Your task is to copy every line of the records below that contains "distant".
*** Opening Input material ***
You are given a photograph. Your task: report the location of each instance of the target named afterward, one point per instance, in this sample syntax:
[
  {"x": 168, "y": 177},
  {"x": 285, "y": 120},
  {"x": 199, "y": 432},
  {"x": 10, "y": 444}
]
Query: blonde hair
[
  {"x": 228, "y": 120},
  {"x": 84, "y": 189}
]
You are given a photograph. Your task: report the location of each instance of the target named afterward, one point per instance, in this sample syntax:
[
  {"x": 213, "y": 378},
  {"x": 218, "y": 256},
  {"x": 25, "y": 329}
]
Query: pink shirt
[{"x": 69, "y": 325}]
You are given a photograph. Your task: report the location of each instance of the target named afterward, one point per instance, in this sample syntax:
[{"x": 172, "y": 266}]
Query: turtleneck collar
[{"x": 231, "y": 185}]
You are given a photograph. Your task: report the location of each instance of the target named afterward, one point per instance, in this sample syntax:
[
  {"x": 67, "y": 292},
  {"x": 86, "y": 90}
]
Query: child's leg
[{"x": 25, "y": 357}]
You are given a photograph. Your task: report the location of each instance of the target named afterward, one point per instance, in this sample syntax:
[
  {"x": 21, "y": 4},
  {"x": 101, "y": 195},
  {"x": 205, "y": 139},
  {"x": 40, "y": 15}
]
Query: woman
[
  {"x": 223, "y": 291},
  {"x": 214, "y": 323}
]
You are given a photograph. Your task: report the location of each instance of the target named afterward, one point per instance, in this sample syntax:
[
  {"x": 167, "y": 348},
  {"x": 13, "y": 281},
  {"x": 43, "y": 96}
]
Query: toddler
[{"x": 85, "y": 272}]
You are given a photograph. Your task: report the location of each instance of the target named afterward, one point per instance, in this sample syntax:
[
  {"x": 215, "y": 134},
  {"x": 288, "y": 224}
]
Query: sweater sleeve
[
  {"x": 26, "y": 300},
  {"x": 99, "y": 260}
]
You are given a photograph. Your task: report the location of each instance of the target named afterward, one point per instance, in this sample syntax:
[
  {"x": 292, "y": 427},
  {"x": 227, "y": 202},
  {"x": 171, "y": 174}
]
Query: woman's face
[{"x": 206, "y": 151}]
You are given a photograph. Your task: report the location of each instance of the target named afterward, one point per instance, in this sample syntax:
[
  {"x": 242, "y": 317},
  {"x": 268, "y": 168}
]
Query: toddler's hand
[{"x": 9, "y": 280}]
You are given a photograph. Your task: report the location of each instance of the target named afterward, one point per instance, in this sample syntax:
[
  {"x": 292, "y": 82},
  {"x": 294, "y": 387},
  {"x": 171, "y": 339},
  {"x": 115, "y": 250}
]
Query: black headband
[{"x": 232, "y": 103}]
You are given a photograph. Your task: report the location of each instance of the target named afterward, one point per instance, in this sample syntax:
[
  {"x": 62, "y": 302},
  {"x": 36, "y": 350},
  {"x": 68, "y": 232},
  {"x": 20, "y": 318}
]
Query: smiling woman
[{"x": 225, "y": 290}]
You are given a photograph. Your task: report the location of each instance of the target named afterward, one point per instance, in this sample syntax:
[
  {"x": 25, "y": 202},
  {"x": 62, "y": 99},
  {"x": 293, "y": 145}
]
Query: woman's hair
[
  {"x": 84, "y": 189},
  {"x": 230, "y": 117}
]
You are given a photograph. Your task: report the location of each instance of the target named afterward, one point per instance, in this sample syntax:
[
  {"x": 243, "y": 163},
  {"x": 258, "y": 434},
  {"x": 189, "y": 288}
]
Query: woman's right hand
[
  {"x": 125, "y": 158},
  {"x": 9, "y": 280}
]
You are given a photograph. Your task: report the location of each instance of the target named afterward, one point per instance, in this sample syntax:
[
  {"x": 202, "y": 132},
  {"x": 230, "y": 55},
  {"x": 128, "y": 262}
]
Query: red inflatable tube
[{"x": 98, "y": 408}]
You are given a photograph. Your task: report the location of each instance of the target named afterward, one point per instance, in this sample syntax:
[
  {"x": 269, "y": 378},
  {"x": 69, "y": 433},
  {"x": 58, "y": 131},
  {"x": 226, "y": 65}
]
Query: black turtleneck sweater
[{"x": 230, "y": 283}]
*** Closing Input material ***
*** Opening Input material ***
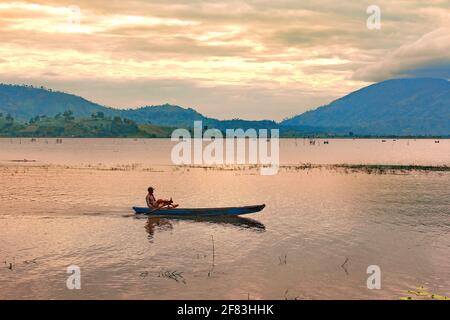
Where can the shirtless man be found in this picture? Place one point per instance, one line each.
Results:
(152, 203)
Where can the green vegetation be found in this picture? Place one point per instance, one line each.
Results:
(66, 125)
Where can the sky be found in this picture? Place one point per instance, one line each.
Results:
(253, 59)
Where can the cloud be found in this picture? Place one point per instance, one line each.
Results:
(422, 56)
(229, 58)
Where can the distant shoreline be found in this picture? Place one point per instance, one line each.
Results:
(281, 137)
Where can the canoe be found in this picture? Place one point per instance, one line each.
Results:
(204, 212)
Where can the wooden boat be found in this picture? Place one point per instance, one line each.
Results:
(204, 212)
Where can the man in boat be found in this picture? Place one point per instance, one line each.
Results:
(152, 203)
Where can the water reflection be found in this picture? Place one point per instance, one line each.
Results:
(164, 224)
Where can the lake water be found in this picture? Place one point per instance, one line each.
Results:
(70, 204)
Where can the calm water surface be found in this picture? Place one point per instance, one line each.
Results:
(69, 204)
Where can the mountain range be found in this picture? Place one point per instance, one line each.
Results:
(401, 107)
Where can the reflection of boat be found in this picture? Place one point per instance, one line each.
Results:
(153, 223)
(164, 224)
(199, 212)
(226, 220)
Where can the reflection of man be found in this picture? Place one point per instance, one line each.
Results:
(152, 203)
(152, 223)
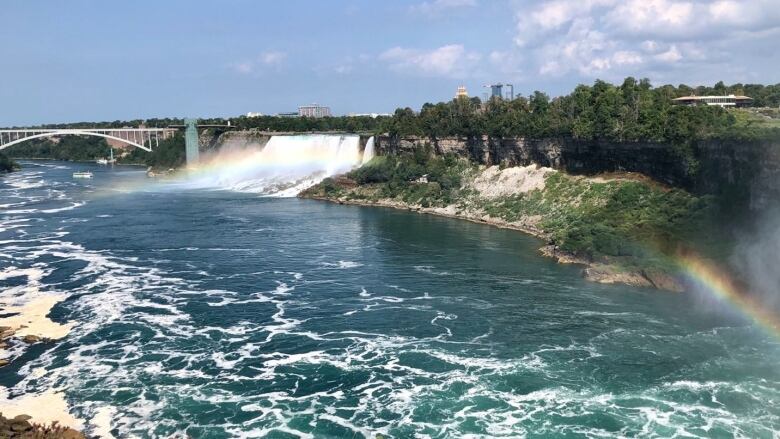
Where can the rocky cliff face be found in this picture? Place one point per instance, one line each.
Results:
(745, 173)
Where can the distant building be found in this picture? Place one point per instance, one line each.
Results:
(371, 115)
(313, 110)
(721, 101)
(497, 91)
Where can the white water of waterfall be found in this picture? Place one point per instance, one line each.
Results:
*** Closing Input material ***
- **Answer to this exercise**:
Where can the distant shoreline be found in this picture? Place one point per instance, one line each.
Where can the distant building be found in this picture? Place one point per instance, one line each.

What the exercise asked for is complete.